FEIFFER: Oh, there were a lot, because I adored Abbie an’ Slats, Raeburn van Buren’s strip. The drawing, which I felt was absolutely wonderful, was no influence on me, because it was much more an illustrative style, which I wasn’t interested in, except as a reader. Not in terms of my own work. But it was a beautifully rendered cartoon. It was years before I knew that Al Capp wrote it in the earlier years. And I thought the combination of writing and drawing was simply perfect. I thought it was a perfect comic strip. It was the equivalent, I’ve written about this elsewhere, the equivalent of what Preston Sturges and in a sense Frank Capra were doing in the movies. So there was that. And there others that I liked. Ella Cinders was a strip that I was very fond of, in the ‘40s, and into the ‘50s. I liked the way it was drawn, I liked the storytelling.

GROTH: How big an effect did Pogo have on you?

FEIFFER: Enormous, enormous. Kelly was just like a bolt of lightning to my perceptions. Beginning with his political cartoons in the New York Star, before I was even aware of Pogo. And then Pogo began in the Star and it really knocked me out. He also made me aware of the dangers of being brilliant six days a week with a Sunday page, because I thought that he suffered real burnout after 10 years, and I can understand it. After 10 years or so, I stopped reading Pogo.

GROTH: Were your parents New Deal or were they socialist?

(THE PROBLEM): Please pick up the interview with Feiffer about comic strips from its last line above and continue it.

(SUPPLIED DATA):
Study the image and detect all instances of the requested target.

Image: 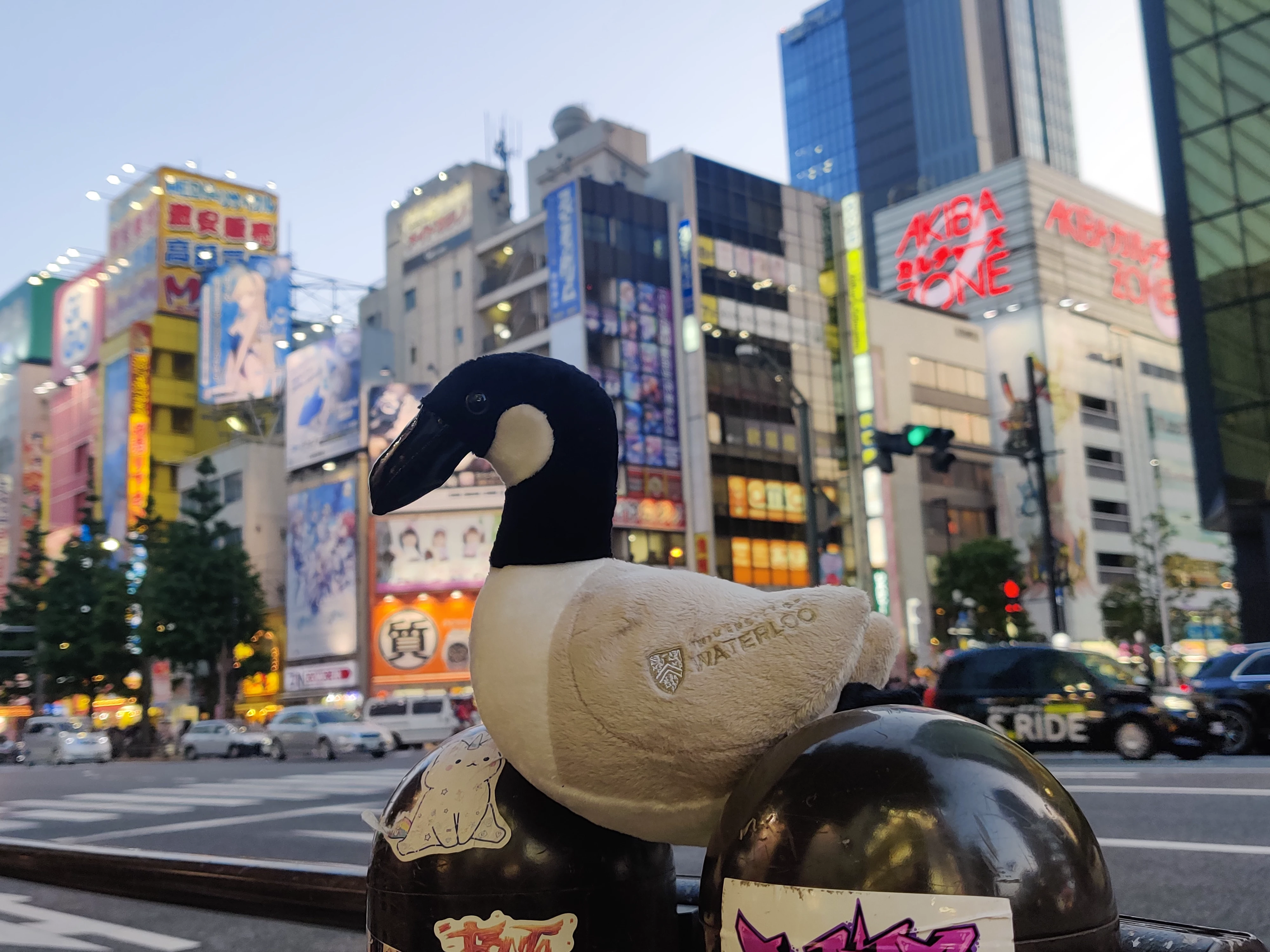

(SOLVED EXERCISE):
FEIFFER: They were New Deal. My father might have been a closet socialist, but it never came out. From the beginning my older sister and I were always further to the left than my family.

GROTH: Well, can you trace how you think you came to your rather acidic perceptions of American life? Was it your upbringing? School?

FEIFFER: No, I can’t think of anything I ever got out of school, except—well, maybe—

GROTH: Rejection?

FEIFFER: Yeah. (pause). As I said, my family, one could describe them as New Deal liberals. But they weren’t very political. I mean, they had an automatic politics, an automatic bent. But I grew up in a generally left-wing neighborhood in the Bronx. My sister, in high school, was a member of all sorts of left-wing groups and eventually joined the Communist Party when she was older. And since I was closest to her, a lot of my political formation came in arguing with her, because I was not a communist, I wasn’t a socialist. So we fought a lot. I always lost. Never, ever in those years could you argue with a communist and win. And so I became more and more like Bernard Mergendeiler, where I’d stand up, be knocked down, stand up, be knocked down.

GROTH: This would have been in the ‘40s?

FEIFFER: The ‘40s and ‘50s. Early ‘50s.

GROTH: Communism was fairly discredited by the ‘40s, wouldn’t it have been?

FEIFFER: No, not at all.

GROTH: Stalin’s purges would have been common knowledge by then?

FEIFFER: I’m sure they were common knowledge, but also denied. Or ignored, or explained away. I mean, among the main coterie of New York intellectuals, the people like the Partisan Review crowd, Lionel Trilling, Philip Rahv, others, that’s certainly the case. But the people I knew, first of all, probably never heard of those people, and secondly, thought of anti-communists as the Hearst press. Which automatically...

GROTH: Threw you back into communism.

FEIFFER: Yeah, that’s right.

GROTH: The reason you couldn’t win an argument with a communist was because the ideology went down so well?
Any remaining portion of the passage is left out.